Exercise objective
Express the records below as a two-column CSV named input and output, with one row per record. Put each record's text and its answer in their own quoted fields, and turn any line breaks into spaces.

Data extract
-- Start --

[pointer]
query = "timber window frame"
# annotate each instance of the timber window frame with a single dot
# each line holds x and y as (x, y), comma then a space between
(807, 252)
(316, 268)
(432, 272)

-- End --

Task solution
input,output
"[pointer] query = ""timber window frame"" # annotate each instance of the timber window frame with a single dot # each line holds x and y as (x, y), comma then a space between","(807, 252) (316, 268) (432, 272)"